__RECORDS FOR THIS EXERCISE__
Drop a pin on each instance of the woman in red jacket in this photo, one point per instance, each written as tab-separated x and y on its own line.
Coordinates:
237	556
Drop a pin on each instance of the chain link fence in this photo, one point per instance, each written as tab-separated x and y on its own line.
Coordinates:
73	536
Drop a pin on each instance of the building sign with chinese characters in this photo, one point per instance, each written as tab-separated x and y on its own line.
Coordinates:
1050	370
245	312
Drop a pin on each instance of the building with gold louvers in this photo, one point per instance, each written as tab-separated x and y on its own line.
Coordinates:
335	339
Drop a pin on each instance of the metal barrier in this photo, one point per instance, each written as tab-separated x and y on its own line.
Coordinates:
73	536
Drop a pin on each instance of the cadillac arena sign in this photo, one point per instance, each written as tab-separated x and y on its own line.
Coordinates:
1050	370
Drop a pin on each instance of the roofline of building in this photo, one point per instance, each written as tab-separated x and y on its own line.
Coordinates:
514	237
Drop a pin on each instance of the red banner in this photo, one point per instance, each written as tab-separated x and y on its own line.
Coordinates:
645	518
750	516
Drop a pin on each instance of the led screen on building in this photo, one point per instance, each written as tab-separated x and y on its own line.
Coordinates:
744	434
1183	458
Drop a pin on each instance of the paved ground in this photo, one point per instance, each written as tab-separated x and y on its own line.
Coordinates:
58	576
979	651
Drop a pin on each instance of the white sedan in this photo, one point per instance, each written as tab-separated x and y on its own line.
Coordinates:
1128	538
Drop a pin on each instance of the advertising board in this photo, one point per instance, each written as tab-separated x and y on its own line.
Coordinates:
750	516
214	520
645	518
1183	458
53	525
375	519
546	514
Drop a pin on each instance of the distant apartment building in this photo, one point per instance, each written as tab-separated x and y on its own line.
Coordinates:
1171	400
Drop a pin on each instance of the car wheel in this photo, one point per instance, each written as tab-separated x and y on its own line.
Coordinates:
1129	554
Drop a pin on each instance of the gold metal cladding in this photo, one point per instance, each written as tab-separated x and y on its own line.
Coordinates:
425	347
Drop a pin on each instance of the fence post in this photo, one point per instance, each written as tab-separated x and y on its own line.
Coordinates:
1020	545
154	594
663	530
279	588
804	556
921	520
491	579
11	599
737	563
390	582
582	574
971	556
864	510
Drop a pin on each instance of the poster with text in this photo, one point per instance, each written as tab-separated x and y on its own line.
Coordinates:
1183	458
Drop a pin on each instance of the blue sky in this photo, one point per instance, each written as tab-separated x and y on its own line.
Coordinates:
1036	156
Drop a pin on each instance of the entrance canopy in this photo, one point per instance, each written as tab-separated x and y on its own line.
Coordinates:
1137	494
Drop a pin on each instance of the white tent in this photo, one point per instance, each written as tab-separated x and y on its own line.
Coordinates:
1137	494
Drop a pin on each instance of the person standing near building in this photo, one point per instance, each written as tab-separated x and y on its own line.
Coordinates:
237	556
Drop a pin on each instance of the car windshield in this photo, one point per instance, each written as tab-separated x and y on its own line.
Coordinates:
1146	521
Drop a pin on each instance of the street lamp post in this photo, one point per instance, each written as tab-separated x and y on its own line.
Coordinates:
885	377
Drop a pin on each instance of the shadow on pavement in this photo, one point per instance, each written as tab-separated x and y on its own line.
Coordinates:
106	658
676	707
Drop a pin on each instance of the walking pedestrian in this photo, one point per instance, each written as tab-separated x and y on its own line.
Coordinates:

__YOUR INSTRUCTIONS__
Rewrite every one of the entries above, changing each occurrence of "Drop a pin on" to "Place a point on" and keeping all other text the same.

__TASK ANSWER__
Place a point on each instance of the woman in red jacket in this photo, one point per instance, each written as tab-separated x and y on its own line.
Coordinates:
237	556
Place a point on each instance of the chain link fence in this photo, one point per instance, each written as tab-separated x and y on its own line.
Coordinates:
73	536
Place a point on each instance of the building sign with chinese characters in this photo, one point per instance, each written as tab-separated x and y on its own line.
Coordinates:
1050	370
245	312
Place a point on each instance of the building with gold louvers in this photo, one point per instance, each written as tab-separated x and y on its own line.
Coordinates:
335	339
Place a point on each instance of the metal barrier in this photo, one point per instance, each written as tab-separated x and y on its own line.
Coordinates:
73	536
Place a point on each instance of the cadillac arena sign in this photo, one point per instance, each written as tab-separated x and y on its own line.
Coordinates:
1050	370
Place a point on each instance of the roofline of building in this photo, one point per instance, each written as tab-separated x and y on its own line.
Coordinates:
514	237
Place a point on each instance of the red banner in this photo, one point per instance, each written as tab-separated x and y on its own line.
Coordinates:
645	518
750	516
Place a point on each instance of the led screen on building in this photo, one point per instance, each written as tab-separated x and y on its own line.
Coordinates:
744	434
1183	458
Place a point on each instance of the paved ground in this photo, one point per instance, each written as tab-separated x and y on its own line.
Coordinates:
58	576
979	651
Place a point on each instance of the white sedan in this photo, one point per instance, each written as tab-separated x and y on its own line.
Coordinates:
1128	538
Place a point on each instance of the advertising board in this photo, one point per instance, each written as tab-separated x and y on its own line.
Coordinates:
750	516
214	520
645	518
1183	458
53	525
375	519
546	514
Place a point on each instance of the distant apartment building in this photo, one point per instance, each written as tab-separated x and y on its own line.
Coordinates:
1171	400
Place a point on each instance of the car wheel in this photo, one point per instance, each written as tab-separated x and y on its own line.
Coordinates:
1129	554
Place a point on each instance of the gold metal cladding in this photo, one point per instance, each written as tab-separated x and y on its own line.
Coordinates:
425	347
Place a point on each instance of the fence post in this photo, one point per instance, each written as tab-separated x and y on its own line.
Coordinates:
1020	545
154	594
663	530
279	588
804	556
921	520
491	579
11	599
737	563
390	582
582	574
971	556
864	510
Place a point on each instance of the poster with text in this photo, one point per instance, each written as tab-separated x and y on its own line.
Coordinates:
1183	458
Place a point on each instance of the blue sky in this photo, one point per instance, each written as tab-separated x and y on its own line.
Coordinates:
1036	156
Place a point on each instance of the entrance canopy in this photo, one point per instance, each written as tab-separated x and y on its own line.
Coordinates:
1137	494
Place a point on each instance of the white tent in this photo, one point per instance, each written as tab-separated x and y on its own line.
Coordinates:
1137	494
Place a point on each instance of the person standing near building in this photo, one point per instance, each written as tab-separated x and y on its own line.
Coordinates:
237	556
Place a point on each instance of the car windshield in this photo, one point per instance, each written as tab-separated x and y on its own line.
Coordinates:
1146	521
Place a point on each instance of the street lamp post in this photo, one point per instance, each written as tab-separated x and y on its own line.
Coordinates:
885	377
Place a point on each instance of the shadow on pavement in this photo, one point per instance, each written as tab-separated x and y on its own line.
Coordinates:
106	658
676	707
Place a point on each instance of the walking pedestrian in this photo, one point per instance, each written as tab-separated x and y on its own line.
Coordinates:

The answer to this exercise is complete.